• _The task_
Please convert every line of the records below into a numbered list, leaving out the blank lines.

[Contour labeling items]
|---|

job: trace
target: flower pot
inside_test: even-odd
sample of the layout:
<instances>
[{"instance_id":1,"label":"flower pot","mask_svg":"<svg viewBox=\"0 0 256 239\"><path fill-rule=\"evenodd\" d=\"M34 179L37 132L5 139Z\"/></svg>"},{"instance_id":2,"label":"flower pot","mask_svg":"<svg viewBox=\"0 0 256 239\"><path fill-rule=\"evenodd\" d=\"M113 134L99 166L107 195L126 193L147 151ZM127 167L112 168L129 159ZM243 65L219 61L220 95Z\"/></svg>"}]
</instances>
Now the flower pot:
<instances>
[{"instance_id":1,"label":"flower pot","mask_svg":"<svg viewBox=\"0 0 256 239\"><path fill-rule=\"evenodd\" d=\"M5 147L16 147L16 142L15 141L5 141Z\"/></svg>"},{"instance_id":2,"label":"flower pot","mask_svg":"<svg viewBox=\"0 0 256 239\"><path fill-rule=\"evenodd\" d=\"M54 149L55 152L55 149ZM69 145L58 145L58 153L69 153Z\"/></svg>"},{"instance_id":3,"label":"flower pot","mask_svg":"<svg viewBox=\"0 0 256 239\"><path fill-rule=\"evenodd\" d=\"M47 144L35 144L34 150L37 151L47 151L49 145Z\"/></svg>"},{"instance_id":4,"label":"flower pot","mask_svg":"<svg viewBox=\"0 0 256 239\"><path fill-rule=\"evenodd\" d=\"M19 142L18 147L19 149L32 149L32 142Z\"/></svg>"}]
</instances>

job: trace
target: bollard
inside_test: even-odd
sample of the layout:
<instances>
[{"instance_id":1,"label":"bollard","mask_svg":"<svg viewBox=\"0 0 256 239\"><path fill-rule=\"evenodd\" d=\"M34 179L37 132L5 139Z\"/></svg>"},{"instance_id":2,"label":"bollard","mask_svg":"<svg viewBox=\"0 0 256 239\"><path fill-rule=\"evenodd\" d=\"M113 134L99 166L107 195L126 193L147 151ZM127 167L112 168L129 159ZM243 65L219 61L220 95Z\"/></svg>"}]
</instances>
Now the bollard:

|---|

• _Complete answer_
1. job: trace
2. target: flower pot
3. inside_test: even-odd
4. sample of the layout:
5. <instances>
6. [{"instance_id":1,"label":"flower pot","mask_svg":"<svg viewBox=\"0 0 256 239\"><path fill-rule=\"evenodd\" d=\"M34 179L37 132L5 139Z\"/></svg>"},{"instance_id":2,"label":"flower pot","mask_svg":"<svg viewBox=\"0 0 256 239\"><path fill-rule=\"evenodd\" d=\"M113 134L99 166L107 195L126 193L147 151ZM127 167L112 168L129 159ZM243 65L219 61L220 95Z\"/></svg>"}]
7. </instances>
8. Now the flower pot:
9. <instances>
10. [{"instance_id":1,"label":"flower pot","mask_svg":"<svg viewBox=\"0 0 256 239\"><path fill-rule=\"evenodd\" d=\"M5 147L16 147L16 142L15 141L5 141Z\"/></svg>"},{"instance_id":2,"label":"flower pot","mask_svg":"<svg viewBox=\"0 0 256 239\"><path fill-rule=\"evenodd\" d=\"M54 149L55 152L55 149ZM69 145L58 145L58 153L69 153Z\"/></svg>"},{"instance_id":3,"label":"flower pot","mask_svg":"<svg viewBox=\"0 0 256 239\"><path fill-rule=\"evenodd\" d=\"M47 144L35 144L34 150L37 151L47 151L49 145Z\"/></svg>"},{"instance_id":4,"label":"flower pot","mask_svg":"<svg viewBox=\"0 0 256 239\"><path fill-rule=\"evenodd\" d=\"M19 142L18 147L19 149L32 149L32 142Z\"/></svg>"}]
11. </instances>
12. job: trace
13. target: bollard
14. inside_test: even-odd
15. sample of the layout:
16. <instances>
17. [{"instance_id":1,"label":"bollard","mask_svg":"<svg viewBox=\"0 0 256 239\"><path fill-rule=\"evenodd\" d=\"M34 179L37 132L5 139Z\"/></svg>"},{"instance_id":2,"label":"bollard","mask_svg":"<svg viewBox=\"0 0 256 239\"><path fill-rule=\"evenodd\" d=\"M113 134L99 166L107 195L126 193L147 151ZM127 167L112 168L129 159ZM243 65L219 61L220 95Z\"/></svg>"}]
18. </instances>
19. Now the bollard:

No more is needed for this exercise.